* **Problem statement**
Nothing but the lines below from the first through the one with "Target: window frame" should appear, printed exactly; please leave pictures out.

* **The data**
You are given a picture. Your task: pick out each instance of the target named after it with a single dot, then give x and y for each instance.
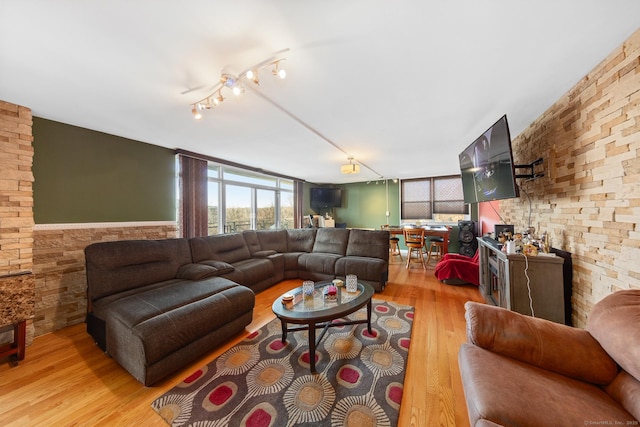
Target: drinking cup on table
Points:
(352, 283)
(307, 288)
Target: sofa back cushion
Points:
(114, 267)
(275, 240)
(369, 243)
(331, 241)
(220, 247)
(301, 239)
(615, 323)
(251, 239)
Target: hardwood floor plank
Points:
(67, 380)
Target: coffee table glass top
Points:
(301, 306)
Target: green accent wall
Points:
(363, 205)
(83, 176)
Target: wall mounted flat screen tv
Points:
(323, 197)
(487, 166)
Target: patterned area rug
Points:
(262, 382)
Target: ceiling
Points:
(403, 86)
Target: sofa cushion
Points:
(215, 268)
(369, 243)
(300, 239)
(539, 342)
(197, 272)
(331, 241)
(253, 271)
(251, 239)
(264, 254)
(509, 392)
(619, 312)
(114, 267)
(169, 318)
(275, 240)
(229, 248)
(321, 263)
(365, 268)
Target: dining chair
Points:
(414, 239)
(436, 247)
(394, 248)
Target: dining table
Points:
(429, 230)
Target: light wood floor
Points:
(65, 380)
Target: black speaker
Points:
(467, 238)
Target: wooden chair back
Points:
(414, 237)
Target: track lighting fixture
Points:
(350, 168)
(236, 83)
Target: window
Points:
(435, 198)
(244, 200)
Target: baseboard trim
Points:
(85, 225)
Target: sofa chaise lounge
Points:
(156, 305)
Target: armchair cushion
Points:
(559, 348)
(458, 269)
(619, 312)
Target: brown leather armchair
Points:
(520, 371)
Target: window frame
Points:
(431, 201)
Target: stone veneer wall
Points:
(16, 218)
(589, 198)
(59, 266)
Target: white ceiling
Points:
(402, 85)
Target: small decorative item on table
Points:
(287, 300)
(352, 283)
(331, 293)
(307, 289)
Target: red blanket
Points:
(456, 266)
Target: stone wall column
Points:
(17, 284)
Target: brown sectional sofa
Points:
(156, 305)
(521, 371)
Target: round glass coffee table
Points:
(320, 311)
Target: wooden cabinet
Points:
(521, 283)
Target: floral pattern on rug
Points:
(262, 382)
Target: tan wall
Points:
(16, 219)
(589, 199)
(59, 266)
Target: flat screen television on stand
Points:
(325, 198)
(487, 168)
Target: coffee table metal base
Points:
(312, 325)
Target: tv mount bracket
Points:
(531, 169)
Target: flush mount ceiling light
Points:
(350, 168)
(235, 83)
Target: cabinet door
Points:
(537, 283)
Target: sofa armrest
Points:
(552, 346)
(202, 271)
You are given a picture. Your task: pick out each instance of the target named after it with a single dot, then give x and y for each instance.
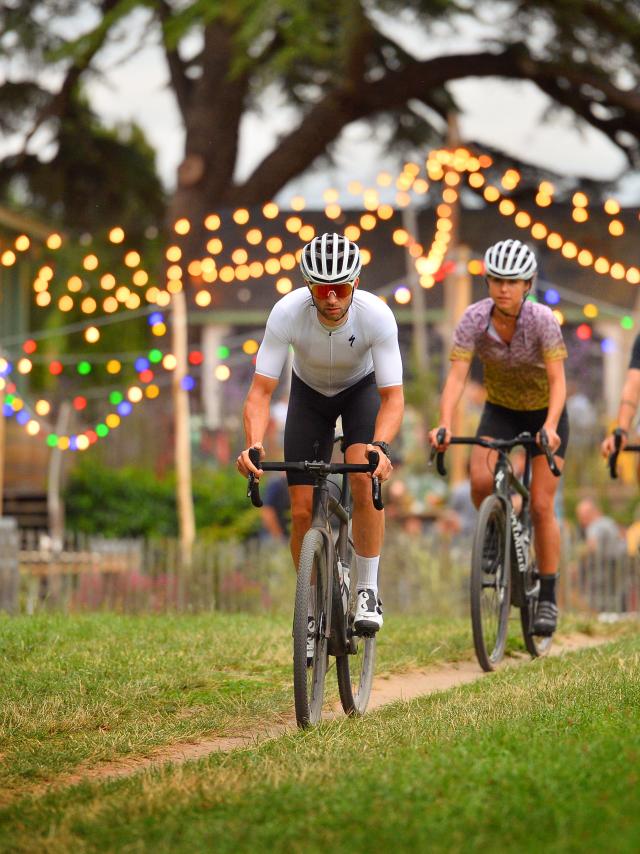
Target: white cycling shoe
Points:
(311, 640)
(368, 619)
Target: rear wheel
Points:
(309, 675)
(490, 583)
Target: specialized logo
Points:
(516, 529)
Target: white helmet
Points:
(510, 259)
(330, 259)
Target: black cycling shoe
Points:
(545, 621)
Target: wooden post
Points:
(184, 492)
(3, 432)
(54, 481)
(418, 298)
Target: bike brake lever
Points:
(253, 484)
(544, 441)
(613, 458)
(441, 435)
(376, 492)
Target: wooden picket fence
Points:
(423, 575)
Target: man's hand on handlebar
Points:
(438, 440)
(244, 464)
(617, 441)
(384, 467)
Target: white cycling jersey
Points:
(330, 360)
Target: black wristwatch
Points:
(384, 447)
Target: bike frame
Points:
(324, 505)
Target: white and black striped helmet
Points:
(330, 259)
(510, 259)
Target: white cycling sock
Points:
(367, 572)
(312, 601)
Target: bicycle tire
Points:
(308, 682)
(537, 645)
(490, 611)
(355, 670)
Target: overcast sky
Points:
(508, 115)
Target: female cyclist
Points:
(520, 345)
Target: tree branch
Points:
(341, 106)
(181, 84)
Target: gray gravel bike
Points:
(324, 581)
(503, 566)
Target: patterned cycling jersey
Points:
(514, 374)
(331, 360)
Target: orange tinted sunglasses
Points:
(341, 291)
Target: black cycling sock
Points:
(548, 588)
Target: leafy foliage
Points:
(132, 502)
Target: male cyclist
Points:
(346, 363)
(520, 345)
(628, 406)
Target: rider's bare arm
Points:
(629, 400)
(451, 394)
(388, 423)
(626, 411)
(557, 400)
(255, 417)
(390, 414)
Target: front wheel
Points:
(355, 669)
(490, 583)
(309, 674)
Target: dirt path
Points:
(387, 688)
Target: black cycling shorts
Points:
(498, 422)
(311, 421)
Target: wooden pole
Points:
(418, 298)
(184, 492)
(3, 432)
(457, 296)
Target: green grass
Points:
(89, 689)
(538, 757)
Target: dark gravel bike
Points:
(324, 580)
(613, 458)
(503, 566)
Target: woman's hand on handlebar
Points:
(384, 467)
(616, 441)
(553, 440)
(436, 438)
(244, 464)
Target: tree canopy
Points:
(333, 61)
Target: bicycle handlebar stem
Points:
(316, 467)
(524, 439)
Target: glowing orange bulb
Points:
(274, 244)
(54, 241)
(212, 222)
(284, 285)
(241, 216)
(203, 298)
(182, 226)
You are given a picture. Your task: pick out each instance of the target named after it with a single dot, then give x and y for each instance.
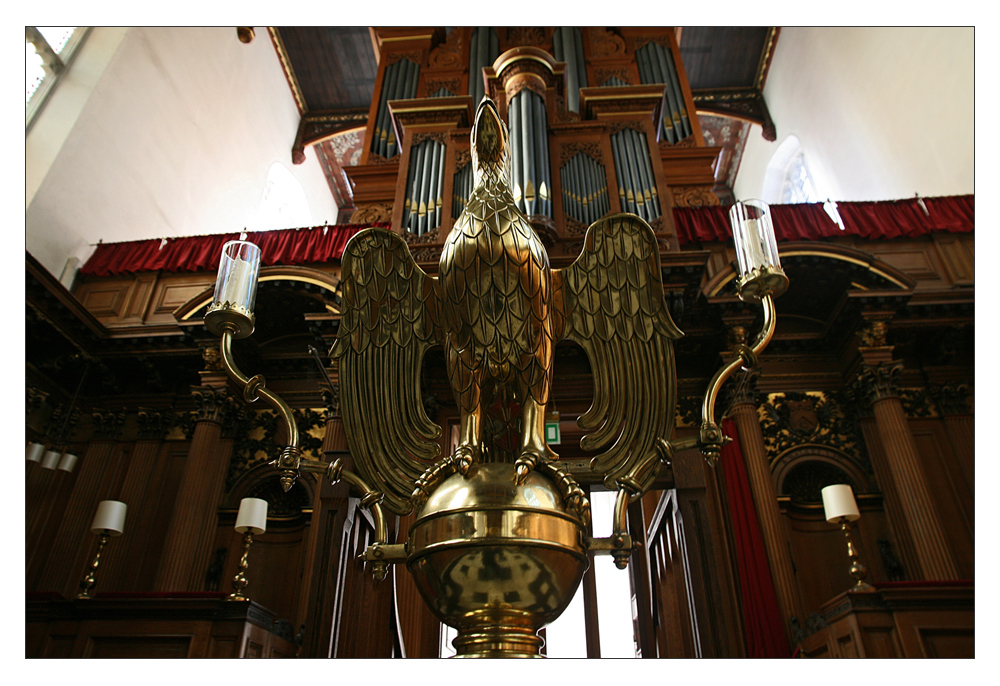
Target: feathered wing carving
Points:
(613, 305)
(389, 321)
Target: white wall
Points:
(176, 139)
(882, 113)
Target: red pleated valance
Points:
(810, 222)
(805, 222)
(201, 253)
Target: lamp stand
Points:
(240, 580)
(858, 570)
(89, 581)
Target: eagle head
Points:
(490, 143)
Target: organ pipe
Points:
(656, 65)
(422, 206)
(531, 180)
(636, 179)
(584, 189)
(398, 83)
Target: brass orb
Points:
(496, 560)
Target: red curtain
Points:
(810, 222)
(763, 625)
(806, 222)
(201, 253)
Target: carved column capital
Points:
(108, 425)
(877, 382)
(210, 403)
(154, 423)
(331, 401)
(951, 399)
(742, 388)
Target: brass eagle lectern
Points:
(499, 543)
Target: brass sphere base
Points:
(495, 633)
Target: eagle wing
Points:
(613, 307)
(389, 321)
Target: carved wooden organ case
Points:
(601, 121)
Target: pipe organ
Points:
(636, 187)
(484, 48)
(656, 65)
(585, 189)
(422, 206)
(400, 83)
(531, 179)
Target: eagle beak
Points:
(488, 132)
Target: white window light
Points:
(48, 52)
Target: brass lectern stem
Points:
(711, 438)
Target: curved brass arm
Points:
(253, 388)
(710, 437)
(380, 553)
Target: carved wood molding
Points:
(694, 196)
(374, 212)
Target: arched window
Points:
(787, 179)
(283, 204)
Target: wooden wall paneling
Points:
(952, 497)
(74, 546)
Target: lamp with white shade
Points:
(840, 507)
(251, 519)
(109, 521)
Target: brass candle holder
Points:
(841, 508)
(252, 519)
(108, 522)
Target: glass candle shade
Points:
(51, 459)
(235, 289)
(34, 452)
(110, 518)
(252, 516)
(760, 270)
(838, 501)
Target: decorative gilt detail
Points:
(256, 441)
(951, 399)
(689, 411)
(108, 425)
(790, 419)
(874, 333)
(210, 403)
(453, 86)
(569, 150)
(375, 212)
(521, 35)
(439, 136)
(447, 55)
(212, 358)
(620, 73)
(154, 424)
(331, 400)
(606, 43)
(34, 399)
(743, 387)
(878, 382)
(694, 196)
(432, 236)
(415, 56)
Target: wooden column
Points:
(877, 383)
(120, 560)
(190, 538)
(321, 556)
(73, 542)
(744, 413)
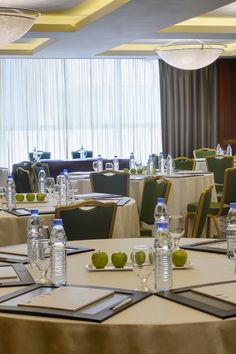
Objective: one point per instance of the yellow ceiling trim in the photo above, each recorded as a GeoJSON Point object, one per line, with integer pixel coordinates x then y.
{"type": "Point", "coordinates": [73, 19]}
{"type": "Point", "coordinates": [25, 48]}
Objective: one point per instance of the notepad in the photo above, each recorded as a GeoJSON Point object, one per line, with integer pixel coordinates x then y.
{"type": "Point", "coordinates": [68, 298]}
{"type": "Point", "coordinates": [7, 273]}
{"type": "Point", "coordinates": [224, 292]}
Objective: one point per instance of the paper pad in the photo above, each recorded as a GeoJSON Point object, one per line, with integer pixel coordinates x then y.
{"type": "Point", "coordinates": [68, 298]}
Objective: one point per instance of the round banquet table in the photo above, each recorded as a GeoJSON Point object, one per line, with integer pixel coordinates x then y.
{"type": "Point", "coordinates": [154, 325]}
{"type": "Point", "coordinates": [184, 190]}
{"type": "Point", "coordinates": [13, 229]}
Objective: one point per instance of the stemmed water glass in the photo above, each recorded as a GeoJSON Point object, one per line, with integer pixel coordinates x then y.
{"type": "Point", "coordinates": [176, 228]}
{"type": "Point", "coordinates": [142, 264]}
{"type": "Point", "coordinates": [50, 182]}
{"type": "Point", "coordinates": [42, 249]}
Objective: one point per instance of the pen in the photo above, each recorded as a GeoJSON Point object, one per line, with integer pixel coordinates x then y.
{"type": "Point", "coordinates": [122, 303]}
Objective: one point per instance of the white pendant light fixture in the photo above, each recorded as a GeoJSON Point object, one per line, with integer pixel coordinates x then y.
{"type": "Point", "coordinates": [190, 56]}
{"type": "Point", "coordinates": [14, 23]}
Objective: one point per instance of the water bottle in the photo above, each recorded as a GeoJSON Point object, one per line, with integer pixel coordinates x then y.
{"type": "Point", "coordinates": [34, 231]}
{"type": "Point", "coordinates": [231, 231]}
{"type": "Point", "coordinates": [35, 154]}
{"type": "Point", "coordinates": [150, 166]}
{"type": "Point", "coordinates": [99, 163]}
{"type": "Point", "coordinates": [160, 213]}
{"type": "Point", "coordinates": [229, 150]}
{"type": "Point", "coordinates": [42, 181]}
{"type": "Point", "coordinates": [218, 149]}
{"type": "Point", "coordinates": [58, 267]}
{"type": "Point", "coordinates": [62, 189]}
{"type": "Point", "coordinates": [161, 163]}
{"type": "Point", "coordinates": [131, 161]}
{"type": "Point", "coordinates": [163, 247]}
{"type": "Point", "coordinates": [10, 193]}
{"type": "Point", "coordinates": [116, 163]}
{"type": "Point", "coordinates": [169, 165]}
{"type": "Point", "coordinates": [83, 153]}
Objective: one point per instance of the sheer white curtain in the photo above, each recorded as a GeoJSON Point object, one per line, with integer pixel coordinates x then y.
{"type": "Point", "coordinates": [109, 106]}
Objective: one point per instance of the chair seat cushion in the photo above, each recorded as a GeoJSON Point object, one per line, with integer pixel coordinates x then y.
{"type": "Point", "coordinates": [213, 209]}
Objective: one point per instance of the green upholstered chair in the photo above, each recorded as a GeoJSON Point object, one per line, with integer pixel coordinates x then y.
{"type": "Point", "coordinates": [154, 187]}
{"type": "Point", "coordinates": [217, 209]}
{"type": "Point", "coordinates": [203, 152]}
{"type": "Point", "coordinates": [184, 163]}
{"type": "Point", "coordinates": [25, 181]}
{"type": "Point", "coordinates": [218, 164]}
{"type": "Point", "coordinates": [200, 217]}
{"type": "Point", "coordinates": [110, 181]}
{"type": "Point", "coordinates": [90, 219]}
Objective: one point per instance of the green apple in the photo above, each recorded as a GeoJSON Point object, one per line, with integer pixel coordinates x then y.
{"type": "Point", "coordinates": [119, 259]}
{"type": "Point", "coordinates": [20, 197]}
{"type": "Point", "coordinates": [139, 171]}
{"type": "Point", "coordinates": [99, 259]}
{"type": "Point", "coordinates": [140, 257]}
{"type": "Point", "coordinates": [179, 257]}
{"type": "Point", "coordinates": [132, 171]}
{"type": "Point", "coordinates": [40, 196]}
{"type": "Point", "coordinates": [30, 197]}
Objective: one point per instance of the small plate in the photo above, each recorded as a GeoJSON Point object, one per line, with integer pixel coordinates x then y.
{"type": "Point", "coordinates": [187, 265]}
{"type": "Point", "coordinates": [108, 268]}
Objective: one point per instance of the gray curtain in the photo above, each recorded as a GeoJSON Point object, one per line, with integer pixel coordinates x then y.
{"type": "Point", "coordinates": [188, 109]}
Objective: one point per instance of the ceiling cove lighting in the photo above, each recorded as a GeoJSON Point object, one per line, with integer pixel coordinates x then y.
{"type": "Point", "coordinates": [190, 56]}
{"type": "Point", "coordinates": [14, 23]}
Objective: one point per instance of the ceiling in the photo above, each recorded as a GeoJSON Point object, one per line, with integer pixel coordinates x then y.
{"type": "Point", "coordinates": [121, 28]}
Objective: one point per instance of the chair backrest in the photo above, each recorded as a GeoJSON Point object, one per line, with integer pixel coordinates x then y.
{"type": "Point", "coordinates": [229, 188]}
{"type": "Point", "coordinates": [203, 152]}
{"type": "Point", "coordinates": [184, 163]}
{"type": "Point", "coordinates": [43, 155]}
{"type": "Point", "coordinates": [154, 187]}
{"type": "Point", "coordinates": [218, 164]}
{"type": "Point", "coordinates": [88, 219]}
{"type": "Point", "coordinates": [109, 181]}
{"type": "Point", "coordinates": [76, 154]}
{"type": "Point", "coordinates": [201, 212]}
{"type": "Point", "coordinates": [24, 179]}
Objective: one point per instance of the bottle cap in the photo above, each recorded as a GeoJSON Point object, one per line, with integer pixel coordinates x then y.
{"type": "Point", "coordinates": [57, 222]}
{"type": "Point", "coordinates": [162, 225]}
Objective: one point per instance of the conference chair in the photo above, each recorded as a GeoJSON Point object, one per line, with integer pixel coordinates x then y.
{"type": "Point", "coordinates": [203, 152]}
{"type": "Point", "coordinates": [200, 217]}
{"type": "Point", "coordinates": [24, 180]}
{"type": "Point", "coordinates": [217, 164]}
{"type": "Point", "coordinates": [42, 155]}
{"type": "Point", "coordinates": [184, 163]}
{"type": "Point", "coordinates": [111, 182]}
{"type": "Point", "coordinates": [90, 219]}
{"type": "Point", "coordinates": [76, 154]}
{"type": "Point", "coordinates": [218, 209]}
{"type": "Point", "coordinates": [154, 187]}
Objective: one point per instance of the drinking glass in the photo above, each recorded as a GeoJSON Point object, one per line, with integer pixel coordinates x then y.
{"type": "Point", "coordinates": [176, 227]}
{"type": "Point", "coordinates": [95, 165]}
{"type": "Point", "coordinates": [109, 166]}
{"type": "Point", "coordinates": [50, 182]}
{"type": "Point", "coordinates": [42, 259]}
{"type": "Point", "coordinates": [142, 263]}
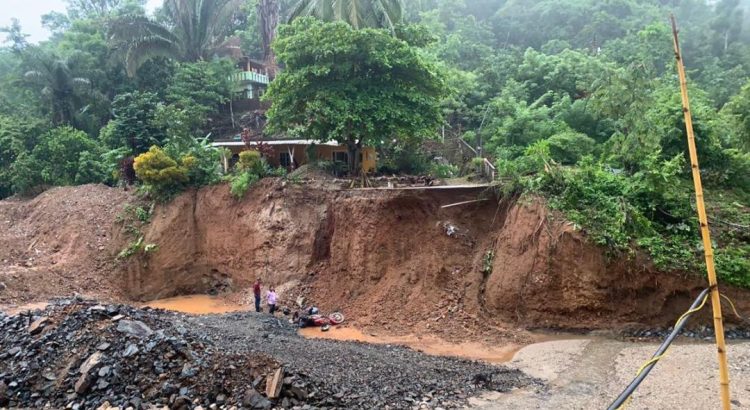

* **Your response**
You are given a picture. Your task: pick out each instance of the target named after it with a single dot, then give x and y for each instance.
Target: drinking cup on table
Points:
(352, 283)
(307, 288)
Target: sofa back cushion
Points:
(114, 267)
(275, 240)
(369, 243)
(331, 241)
(220, 247)
(301, 239)
(615, 323)
(251, 239)
Target: hardwood floor plank
Points:
(67, 380)
Target: coffee table glass top
Points:
(301, 306)
Target: green accent wall
Points:
(363, 205)
(83, 176)
Target: wall mounted flat screen tv
Points:
(323, 197)
(487, 166)
Target: patterned area rug
Points:
(262, 382)
Target: ceiling
Points:
(403, 86)
Target: sofa cushion
Points:
(215, 268)
(369, 243)
(300, 239)
(539, 342)
(197, 272)
(331, 241)
(253, 271)
(251, 239)
(264, 254)
(509, 392)
(619, 312)
(114, 267)
(169, 318)
(275, 240)
(229, 248)
(321, 263)
(365, 268)
Target: dining chair
Points:
(414, 239)
(436, 247)
(394, 248)
Target: dining table
Points:
(429, 230)
Target: light wood floor
Points:
(65, 380)
Target: black speaker
Points:
(467, 238)
Target: wooden chair back
Points:
(414, 237)
Target: track lighting fixture
Points:
(350, 168)
(236, 83)
Target: window
Points:
(435, 198)
(244, 200)
Target: baseboard trim
Points:
(85, 225)
Target: sofa chaise lounge
Points:
(156, 305)
Target: armchair cushion
Points:
(559, 348)
(458, 269)
(619, 312)
Target: brown leather armchair
Points:
(520, 371)
Target: window frame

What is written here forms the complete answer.